━━━━━ Records shown ━━━━━

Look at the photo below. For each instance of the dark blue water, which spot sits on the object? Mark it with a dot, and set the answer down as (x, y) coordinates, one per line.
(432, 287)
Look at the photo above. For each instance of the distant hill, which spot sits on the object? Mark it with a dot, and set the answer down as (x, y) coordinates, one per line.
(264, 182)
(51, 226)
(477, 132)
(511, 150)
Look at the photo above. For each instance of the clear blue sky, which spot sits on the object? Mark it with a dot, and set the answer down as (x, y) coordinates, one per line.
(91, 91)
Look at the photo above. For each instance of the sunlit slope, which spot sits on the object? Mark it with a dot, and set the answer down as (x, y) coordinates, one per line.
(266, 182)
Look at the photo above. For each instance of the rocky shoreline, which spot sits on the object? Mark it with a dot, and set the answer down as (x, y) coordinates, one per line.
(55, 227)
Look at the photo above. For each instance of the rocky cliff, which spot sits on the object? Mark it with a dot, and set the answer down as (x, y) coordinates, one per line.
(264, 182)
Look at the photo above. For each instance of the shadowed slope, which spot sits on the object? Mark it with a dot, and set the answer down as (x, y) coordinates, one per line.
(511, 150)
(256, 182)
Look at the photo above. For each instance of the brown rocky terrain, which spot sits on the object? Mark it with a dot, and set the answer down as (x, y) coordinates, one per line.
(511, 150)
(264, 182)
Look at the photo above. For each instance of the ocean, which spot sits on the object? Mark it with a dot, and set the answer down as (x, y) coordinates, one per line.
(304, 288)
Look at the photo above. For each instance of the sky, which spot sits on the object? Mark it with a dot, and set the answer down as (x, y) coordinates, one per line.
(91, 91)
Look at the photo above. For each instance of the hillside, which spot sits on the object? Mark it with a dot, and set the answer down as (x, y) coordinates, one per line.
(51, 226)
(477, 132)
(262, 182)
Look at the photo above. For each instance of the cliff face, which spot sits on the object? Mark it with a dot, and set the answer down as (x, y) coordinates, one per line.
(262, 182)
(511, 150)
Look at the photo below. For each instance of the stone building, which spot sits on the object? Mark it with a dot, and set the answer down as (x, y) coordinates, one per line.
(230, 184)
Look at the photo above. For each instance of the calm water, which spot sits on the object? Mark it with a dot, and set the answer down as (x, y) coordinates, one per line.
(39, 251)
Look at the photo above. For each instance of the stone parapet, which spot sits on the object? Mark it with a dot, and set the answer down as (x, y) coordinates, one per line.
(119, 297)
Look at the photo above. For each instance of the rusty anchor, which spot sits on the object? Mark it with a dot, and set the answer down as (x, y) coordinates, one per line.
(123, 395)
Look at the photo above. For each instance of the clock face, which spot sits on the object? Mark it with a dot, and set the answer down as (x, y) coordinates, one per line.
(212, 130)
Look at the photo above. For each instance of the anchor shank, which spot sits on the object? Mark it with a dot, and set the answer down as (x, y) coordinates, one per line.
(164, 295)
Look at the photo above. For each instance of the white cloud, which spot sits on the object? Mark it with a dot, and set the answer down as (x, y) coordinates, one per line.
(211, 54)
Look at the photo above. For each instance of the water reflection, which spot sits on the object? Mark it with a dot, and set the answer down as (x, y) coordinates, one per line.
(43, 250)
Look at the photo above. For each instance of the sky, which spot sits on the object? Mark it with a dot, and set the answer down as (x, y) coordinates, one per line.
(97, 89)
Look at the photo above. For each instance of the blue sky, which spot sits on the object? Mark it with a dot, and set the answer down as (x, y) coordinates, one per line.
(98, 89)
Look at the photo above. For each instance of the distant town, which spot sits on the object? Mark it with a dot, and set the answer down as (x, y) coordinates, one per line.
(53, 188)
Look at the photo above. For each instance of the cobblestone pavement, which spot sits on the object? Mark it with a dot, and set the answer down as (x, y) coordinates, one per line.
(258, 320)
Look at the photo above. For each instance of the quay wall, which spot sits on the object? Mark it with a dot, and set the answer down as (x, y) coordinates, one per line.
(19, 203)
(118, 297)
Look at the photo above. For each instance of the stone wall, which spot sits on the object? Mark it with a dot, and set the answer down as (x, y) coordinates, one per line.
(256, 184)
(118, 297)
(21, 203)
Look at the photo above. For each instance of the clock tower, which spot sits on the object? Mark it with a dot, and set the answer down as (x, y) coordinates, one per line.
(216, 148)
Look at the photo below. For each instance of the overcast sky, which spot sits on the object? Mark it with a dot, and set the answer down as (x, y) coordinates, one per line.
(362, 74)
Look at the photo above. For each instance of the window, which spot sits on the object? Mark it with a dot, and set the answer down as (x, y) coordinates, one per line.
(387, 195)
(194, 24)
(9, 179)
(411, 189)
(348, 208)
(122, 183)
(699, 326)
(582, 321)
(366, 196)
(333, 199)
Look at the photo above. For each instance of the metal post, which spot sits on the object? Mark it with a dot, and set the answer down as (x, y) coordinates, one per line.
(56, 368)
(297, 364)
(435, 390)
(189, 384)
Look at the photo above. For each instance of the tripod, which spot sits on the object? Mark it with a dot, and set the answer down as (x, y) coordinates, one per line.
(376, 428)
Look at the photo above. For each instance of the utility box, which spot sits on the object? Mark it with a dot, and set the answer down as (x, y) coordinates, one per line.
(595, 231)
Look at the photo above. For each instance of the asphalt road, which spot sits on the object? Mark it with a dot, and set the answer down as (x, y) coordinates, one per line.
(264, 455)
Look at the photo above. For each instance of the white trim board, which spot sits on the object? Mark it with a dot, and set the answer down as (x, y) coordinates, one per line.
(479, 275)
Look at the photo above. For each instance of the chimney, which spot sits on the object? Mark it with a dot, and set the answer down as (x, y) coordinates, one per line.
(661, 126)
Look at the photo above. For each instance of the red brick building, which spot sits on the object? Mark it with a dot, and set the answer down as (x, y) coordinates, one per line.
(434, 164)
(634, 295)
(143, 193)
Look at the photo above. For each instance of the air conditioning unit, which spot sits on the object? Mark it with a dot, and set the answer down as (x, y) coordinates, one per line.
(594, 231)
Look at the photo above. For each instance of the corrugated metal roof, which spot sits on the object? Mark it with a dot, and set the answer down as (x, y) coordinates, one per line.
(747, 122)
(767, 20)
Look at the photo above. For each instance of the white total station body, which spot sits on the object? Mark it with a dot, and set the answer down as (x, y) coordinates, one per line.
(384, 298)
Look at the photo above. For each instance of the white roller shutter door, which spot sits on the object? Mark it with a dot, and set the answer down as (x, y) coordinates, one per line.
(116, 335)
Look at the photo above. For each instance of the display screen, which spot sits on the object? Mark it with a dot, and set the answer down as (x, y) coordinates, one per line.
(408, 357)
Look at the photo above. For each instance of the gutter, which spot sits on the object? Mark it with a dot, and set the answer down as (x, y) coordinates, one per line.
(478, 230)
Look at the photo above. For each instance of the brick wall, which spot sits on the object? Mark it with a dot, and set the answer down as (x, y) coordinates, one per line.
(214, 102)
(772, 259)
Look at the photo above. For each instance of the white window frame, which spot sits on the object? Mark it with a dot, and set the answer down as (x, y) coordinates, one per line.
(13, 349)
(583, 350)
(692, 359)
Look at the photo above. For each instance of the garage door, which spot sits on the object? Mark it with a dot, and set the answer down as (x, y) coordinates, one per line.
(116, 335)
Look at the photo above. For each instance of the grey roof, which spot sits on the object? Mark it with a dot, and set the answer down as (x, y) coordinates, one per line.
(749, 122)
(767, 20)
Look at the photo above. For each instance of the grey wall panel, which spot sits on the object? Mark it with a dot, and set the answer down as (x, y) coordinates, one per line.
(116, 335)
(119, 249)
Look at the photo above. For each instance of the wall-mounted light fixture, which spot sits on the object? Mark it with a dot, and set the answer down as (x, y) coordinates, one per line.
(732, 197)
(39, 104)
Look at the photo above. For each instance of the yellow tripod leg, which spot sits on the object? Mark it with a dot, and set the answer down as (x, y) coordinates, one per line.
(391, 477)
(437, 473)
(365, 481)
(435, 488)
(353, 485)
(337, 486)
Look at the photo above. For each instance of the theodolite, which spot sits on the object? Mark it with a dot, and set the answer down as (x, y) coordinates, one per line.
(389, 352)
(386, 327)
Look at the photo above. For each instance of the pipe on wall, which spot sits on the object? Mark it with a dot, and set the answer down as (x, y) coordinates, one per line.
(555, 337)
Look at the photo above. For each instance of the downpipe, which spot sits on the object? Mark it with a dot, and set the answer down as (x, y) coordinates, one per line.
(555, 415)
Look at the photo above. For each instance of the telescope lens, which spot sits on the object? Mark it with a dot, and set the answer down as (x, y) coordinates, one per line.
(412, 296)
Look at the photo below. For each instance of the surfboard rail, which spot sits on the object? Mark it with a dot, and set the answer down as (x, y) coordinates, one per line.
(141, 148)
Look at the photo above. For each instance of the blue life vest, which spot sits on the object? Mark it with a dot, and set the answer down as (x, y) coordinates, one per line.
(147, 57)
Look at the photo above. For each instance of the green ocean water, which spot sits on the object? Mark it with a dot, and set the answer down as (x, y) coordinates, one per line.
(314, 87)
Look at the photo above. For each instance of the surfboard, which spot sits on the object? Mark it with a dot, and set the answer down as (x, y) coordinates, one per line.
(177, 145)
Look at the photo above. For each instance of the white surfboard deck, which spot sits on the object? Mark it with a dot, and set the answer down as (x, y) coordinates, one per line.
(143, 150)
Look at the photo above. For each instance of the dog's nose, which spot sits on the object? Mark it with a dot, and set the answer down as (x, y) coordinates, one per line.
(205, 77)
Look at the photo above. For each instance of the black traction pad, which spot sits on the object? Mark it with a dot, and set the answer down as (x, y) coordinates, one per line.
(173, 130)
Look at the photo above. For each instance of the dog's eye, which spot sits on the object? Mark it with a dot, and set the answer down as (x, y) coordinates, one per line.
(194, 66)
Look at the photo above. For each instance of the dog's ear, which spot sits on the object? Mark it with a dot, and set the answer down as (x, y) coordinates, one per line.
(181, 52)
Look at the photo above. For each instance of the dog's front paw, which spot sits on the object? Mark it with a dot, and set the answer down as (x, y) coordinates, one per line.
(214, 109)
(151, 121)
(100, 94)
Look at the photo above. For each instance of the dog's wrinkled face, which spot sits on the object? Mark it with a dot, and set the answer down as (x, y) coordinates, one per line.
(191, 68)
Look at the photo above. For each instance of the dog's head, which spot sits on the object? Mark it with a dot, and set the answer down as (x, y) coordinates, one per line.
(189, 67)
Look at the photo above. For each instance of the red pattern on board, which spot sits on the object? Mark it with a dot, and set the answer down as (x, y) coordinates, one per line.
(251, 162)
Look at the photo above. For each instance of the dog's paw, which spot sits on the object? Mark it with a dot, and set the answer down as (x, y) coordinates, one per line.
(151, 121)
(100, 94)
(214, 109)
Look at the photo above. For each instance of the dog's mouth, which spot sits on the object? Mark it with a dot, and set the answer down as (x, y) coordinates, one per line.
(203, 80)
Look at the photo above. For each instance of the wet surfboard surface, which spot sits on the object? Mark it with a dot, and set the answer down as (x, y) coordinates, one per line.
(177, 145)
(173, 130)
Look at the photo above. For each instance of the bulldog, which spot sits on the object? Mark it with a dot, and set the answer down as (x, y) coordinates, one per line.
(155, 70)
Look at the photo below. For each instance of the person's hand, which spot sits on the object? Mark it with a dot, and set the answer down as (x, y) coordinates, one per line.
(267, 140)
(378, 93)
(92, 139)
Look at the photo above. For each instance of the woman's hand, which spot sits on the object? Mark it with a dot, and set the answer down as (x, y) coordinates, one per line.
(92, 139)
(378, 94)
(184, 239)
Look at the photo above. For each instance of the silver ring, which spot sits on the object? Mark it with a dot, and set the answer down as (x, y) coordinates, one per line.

━━━━━

- _To do_: All lines from the line containing "dog's ear, which" through the end of the listing above are to be duplicated exactly; include both ends and nothing further.

- _Complete response_:
Look at the photo above. For each instance of the dog's ear, which spot sits on the object? Mark it with a dot, and set the answer down as (x, y) coordinates, one per line.
(181, 52)
Look at the photo above. For each instance of the dog's front paw, which spot sits on the object? Mark it with a dot, and set the answer down as (x, y) coordinates, one per line.
(214, 109)
(151, 121)
(100, 94)
Look at the photo above. For each instance of the dog's wrinkled face, which spot sits on the object? Mark it with a dot, and set the answer down as (x, y) coordinates, one per line.
(191, 68)
Look at the photo above. For each instance of the dog's head, which spot sits on the object? Mark it with a dot, and set the answer down as (x, y) coordinates, one per line.
(189, 67)
Look at the photo above. For each instance of the red pattern on board, which spot sits on the object? Mark it with a dot, and set the answer down as (x, y) coordinates, one per line.
(251, 162)
Look at the photo above. For each instance of the dog's paw, which spot sits on the object? Mark it with a dot, and set the answer down as (x, y) coordinates, one per line.
(151, 121)
(100, 94)
(214, 109)
Look at the photo above. For each instance of the dog's mouth, which spot sits on the object? Mark it with a dot, and set the answer down as (x, y) coordinates, one per line.
(203, 80)
Look at the photo above. For each instance of the wet surfboard surface, which spot sits on the object? Mark it with a dot, and set the answer down as (x, y) coordinates, one per line.
(177, 145)
(173, 130)
Look at the photo above. For each instance of the bulldog, which spot sits on the object? Mark it with a dot, and set the answer down as (x, y) coordinates, one per line.
(155, 70)
Look at the photo below. For each instance of the person's hand, which spot sits on the object? Mark it with a dot, and set the answer down as (x, y) coordinates, one per line.
(267, 140)
(378, 93)
(92, 139)
Look at the photo above. For each instance of the woman's hand, which spot sits on the object? Mark it with a dot, and set the answer down as (x, y) coordinates, one per line.
(92, 139)
(378, 94)
(184, 239)
Look at the photo above. For each instance of the silver ring, which spot sits on the object? Mark it with a dot, and set the answer down as (x, y) coordinates, one per line.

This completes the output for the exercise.